**Point localization data**
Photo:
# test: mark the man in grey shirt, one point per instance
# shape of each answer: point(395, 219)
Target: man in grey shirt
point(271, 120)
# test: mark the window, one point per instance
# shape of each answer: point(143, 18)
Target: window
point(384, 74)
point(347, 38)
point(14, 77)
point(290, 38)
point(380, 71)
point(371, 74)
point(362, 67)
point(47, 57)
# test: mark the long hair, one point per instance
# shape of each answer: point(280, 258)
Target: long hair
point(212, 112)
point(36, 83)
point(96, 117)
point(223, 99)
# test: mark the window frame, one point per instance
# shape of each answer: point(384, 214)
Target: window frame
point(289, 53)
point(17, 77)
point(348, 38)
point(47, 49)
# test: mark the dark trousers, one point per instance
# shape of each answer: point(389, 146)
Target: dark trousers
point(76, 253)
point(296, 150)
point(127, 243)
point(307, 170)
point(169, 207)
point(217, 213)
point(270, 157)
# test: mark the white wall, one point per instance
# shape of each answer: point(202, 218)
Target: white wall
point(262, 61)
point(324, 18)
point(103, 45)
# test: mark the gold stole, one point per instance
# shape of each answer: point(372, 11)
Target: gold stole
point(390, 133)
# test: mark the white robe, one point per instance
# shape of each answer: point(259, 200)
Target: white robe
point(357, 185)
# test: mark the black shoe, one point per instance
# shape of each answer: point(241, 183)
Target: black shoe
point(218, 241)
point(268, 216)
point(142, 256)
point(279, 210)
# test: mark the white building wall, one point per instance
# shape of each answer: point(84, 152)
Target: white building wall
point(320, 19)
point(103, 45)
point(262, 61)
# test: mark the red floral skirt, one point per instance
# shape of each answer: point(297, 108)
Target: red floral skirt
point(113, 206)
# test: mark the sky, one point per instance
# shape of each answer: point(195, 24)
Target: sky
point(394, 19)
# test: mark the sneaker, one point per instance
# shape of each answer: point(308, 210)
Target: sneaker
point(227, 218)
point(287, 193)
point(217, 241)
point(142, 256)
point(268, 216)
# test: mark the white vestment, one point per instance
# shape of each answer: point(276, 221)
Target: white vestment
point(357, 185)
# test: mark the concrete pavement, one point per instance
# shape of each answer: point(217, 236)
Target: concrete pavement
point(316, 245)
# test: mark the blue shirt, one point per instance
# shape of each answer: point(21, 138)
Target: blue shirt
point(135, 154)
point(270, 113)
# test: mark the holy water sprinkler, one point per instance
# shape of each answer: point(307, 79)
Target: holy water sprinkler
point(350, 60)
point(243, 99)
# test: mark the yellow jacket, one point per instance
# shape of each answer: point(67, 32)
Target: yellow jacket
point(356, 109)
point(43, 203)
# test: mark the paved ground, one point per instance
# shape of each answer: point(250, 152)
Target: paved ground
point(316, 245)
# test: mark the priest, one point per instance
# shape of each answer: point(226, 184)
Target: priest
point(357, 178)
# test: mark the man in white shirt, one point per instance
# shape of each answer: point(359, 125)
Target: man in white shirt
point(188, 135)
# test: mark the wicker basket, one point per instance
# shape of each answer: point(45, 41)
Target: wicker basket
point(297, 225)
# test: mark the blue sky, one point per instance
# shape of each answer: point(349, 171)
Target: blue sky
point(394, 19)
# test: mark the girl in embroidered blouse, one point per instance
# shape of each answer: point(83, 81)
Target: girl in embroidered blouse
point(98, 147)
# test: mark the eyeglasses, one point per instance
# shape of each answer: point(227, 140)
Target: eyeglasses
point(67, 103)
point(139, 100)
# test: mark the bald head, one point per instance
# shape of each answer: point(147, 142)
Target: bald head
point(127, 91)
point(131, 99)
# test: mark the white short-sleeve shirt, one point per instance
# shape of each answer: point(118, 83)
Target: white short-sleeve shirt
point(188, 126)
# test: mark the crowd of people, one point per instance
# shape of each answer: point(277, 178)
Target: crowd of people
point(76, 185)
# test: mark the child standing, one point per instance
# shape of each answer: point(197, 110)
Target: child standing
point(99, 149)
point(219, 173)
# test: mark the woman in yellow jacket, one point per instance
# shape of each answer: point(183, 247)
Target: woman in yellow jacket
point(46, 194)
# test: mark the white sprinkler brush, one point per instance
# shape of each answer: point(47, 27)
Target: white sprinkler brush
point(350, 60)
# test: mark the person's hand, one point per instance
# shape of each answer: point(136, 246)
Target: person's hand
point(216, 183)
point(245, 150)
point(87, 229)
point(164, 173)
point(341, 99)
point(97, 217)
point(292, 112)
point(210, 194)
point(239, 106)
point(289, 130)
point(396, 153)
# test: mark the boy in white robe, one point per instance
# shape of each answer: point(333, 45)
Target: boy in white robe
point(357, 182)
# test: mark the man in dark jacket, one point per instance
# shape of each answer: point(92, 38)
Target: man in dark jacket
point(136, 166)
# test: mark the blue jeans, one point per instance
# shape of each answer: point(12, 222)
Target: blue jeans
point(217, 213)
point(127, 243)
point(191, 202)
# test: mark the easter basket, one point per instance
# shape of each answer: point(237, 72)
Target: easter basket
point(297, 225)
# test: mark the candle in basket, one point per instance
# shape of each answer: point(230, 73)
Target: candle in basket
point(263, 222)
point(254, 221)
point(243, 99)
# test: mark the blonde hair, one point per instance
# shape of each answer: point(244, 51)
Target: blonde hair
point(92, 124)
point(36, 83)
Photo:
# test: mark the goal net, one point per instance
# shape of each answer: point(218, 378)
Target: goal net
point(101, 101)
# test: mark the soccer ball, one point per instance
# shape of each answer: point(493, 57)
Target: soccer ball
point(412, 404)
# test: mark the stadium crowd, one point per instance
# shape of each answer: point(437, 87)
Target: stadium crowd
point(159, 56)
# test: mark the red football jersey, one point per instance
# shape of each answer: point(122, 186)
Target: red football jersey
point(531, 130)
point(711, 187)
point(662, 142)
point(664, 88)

**Problem description**
Line by line, please reproduce the records exactly.

**Answer for this exercise**
Photo:
# test: mark the man in grey shirt, one point per instance
# shape of each answer: point(395, 219)
Target: man in grey shirt
point(271, 120)
# test: mark the window, one point per instance
# shape of each answer: point(143, 18)
Target: window
point(384, 74)
point(347, 38)
point(14, 77)
point(290, 38)
point(380, 71)
point(371, 74)
point(362, 67)
point(47, 57)
# test: mark the long hair, one point per instance
# shape of each answer: point(280, 258)
Target: long hair
point(212, 112)
point(36, 83)
point(96, 117)
point(223, 99)
# test: mark the window frame, one point per instance
# shape of each answer: point(384, 214)
Target: window frame
point(289, 53)
point(17, 77)
point(348, 38)
point(47, 49)
# test: mark the dark trousers, one point per instance
# shape of each answer: point(389, 146)
Target: dark trousers
point(76, 253)
point(296, 150)
point(127, 243)
point(307, 170)
point(169, 207)
point(217, 213)
point(270, 157)
# test: mark the white wall, one point per instance
# shape of each answer: point(202, 218)
Target: white wall
point(262, 61)
point(324, 18)
point(103, 45)
# test: mark the gold stole, one point per instance
# shape of each answer: point(372, 11)
Target: gold stole
point(390, 133)
# test: mark the white robe, one point per instance
# shape of each answer: point(259, 200)
Target: white robe
point(357, 185)
# test: mark the black shoe, one point per instance
# shape of each answer: point(241, 183)
Target: black shoe
point(218, 241)
point(268, 216)
point(142, 256)
point(279, 210)
# test: mark the white building wall, one point per instance
# shape of each answer: point(84, 152)
Target: white building wall
point(320, 19)
point(103, 45)
point(262, 61)
# test: mark the red floral skirt, one point per instance
# shape of each answer: point(297, 108)
Target: red floral skirt
point(113, 206)
# test: mark the sky, one point per instance
# shape of each answer: point(195, 24)
Target: sky
point(394, 19)
# test: mark the sneaker, one point per instance
# shape of each answer: point(308, 210)
Target: sneaker
point(227, 218)
point(287, 193)
point(217, 241)
point(142, 256)
point(268, 216)
# test: mark the white vestment, one point per instance
# shape of each answer: point(276, 221)
Target: white vestment
point(357, 185)
# test: mark the concrete pavement, one point per instance
# shape of each answer: point(217, 236)
Target: concrete pavement
point(316, 245)
# test: mark the blue shirt, one point per instance
# shape of each answer: point(21, 138)
Target: blue shirt
point(135, 154)
point(270, 113)
# test: mark the holy water sprinkler, one point per instance
# shape of each answer: point(307, 79)
Target: holy water sprinkler
point(350, 60)
point(243, 99)
# test: mark the yellow jacket, one point per instance
# shape of each answer: point(67, 32)
Target: yellow jacket
point(356, 109)
point(43, 203)
# test: mark the paved ground, one point per instance
# shape of each answer: point(250, 152)
Target: paved ground
point(316, 245)
# test: mark the priest, one point per instance
# shape of each answer: point(226, 184)
Target: priest
point(357, 178)
# test: mark the man in white shirt, one point per instance
# shape of each answer: point(359, 125)
Target: man in white shirt
point(188, 135)
# test: mark the wicker basket, one point per instance
# shape of each answer: point(45, 41)
Target: wicker basket
point(297, 225)
# test: mark the blue sky, one point per instance
# shape of each answer: point(349, 171)
Target: blue sky
point(394, 19)
# test: mark the girl in embroidered blouse, one point per instance
# shape of each answer: point(83, 81)
Target: girl in embroidered blouse
point(98, 147)
# test: mark the eyeglasses, one point per instance
# shape of each answer: point(227, 140)
Target: eyeglasses
point(67, 103)
point(139, 100)
# test: mark the bald head, one point per instance
# shape of each answer: point(147, 142)
Target: bald head
point(127, 91)
point(131, 99)
# test: mark the white short-sleeve shirt, one point per instance
# shape of each answer: point(118, 83)
Target: white short-sleeve shirt
point(188, 126)
# test: mark the crowd of people, one point per instance
# shape of each answer: point(277, 178)
Target: crowd of people
point(76, 185)
# test: mark the child standing, one point per instance
# shape of each answer: point(197, 110)
Target: child standing
point(99, 149)
point(219, 173)
# test: mark the woman in yellow jacket, one point per instance
# shape of each answer: point(183, 247)
Target: woman in yellow jacket
point(46, 194)
# test: mark the white sprinkler brush, one point per instance
# shape of each answer: point(47, 27)
Target: white sprinkler brush
point(350, 60)
# test: mark the person's hand, one point per instance
# shape of each answer: point(136, 246)
Target: person's hand
point(216, 183)
point(245, 150)
point(87, 229)
point(164, 173)
point(341, 99)
point(97, 217)
point(292, 112)
point(210, 194)
point(239, 106)
point(289, 130)
point(396, 153)
# test: mark the boy in white robe, one point per instance
# shape of each answer: point(333, 45)
Target: boy in white robe
point(357, 182)
# test: mark the man in dark jacket, one point per instance
# shape of each answer: point(92, 38)
Target: man in dark jacket
point(136, 166)
# test: mark the blue jeans, one point per instance
# shape of each answer: point(12, 222)
Target: blue jeans
point(217, 213)
point(127, 243)
point(191, 202)
# test: mark the easter basket, one point per instance
# shape of each answer: point(237, 72)
Target: easter basket
point(297, 225)
# test: mark the candle in basket, one point per instance
# shape of each answer: point(230, 73)
Target: candle in basket
point(263, 222)
point(254, 221)
point(243, 99)
# test: mark the blonde hair, one point per instance
# shape of each answer: point(244, 51)
Target: blonde hair
point(92, 124)
point(36, 83)
Photo:
# test: mark the goal net, one point per instance
# shape of each answer: point(218, 378)
Target: goal net
point(101, 101)
# test: mark the soccer ball, one point per instance
# shape of each answer: point(493, 57)
Target: soccer ball
point(412, 404)
# test: mark the stadium crowd, one point per instance
# shape of each answer: point(437, 87)
Target: stadium crowd
point(159, 56)
# test: mark the red football jersey, one point per instance
# shape of each answer: point(122, 186)
Target: red football jersey
point(531, 130)
point(711, 187)
point(662, 142)
point(664, 88)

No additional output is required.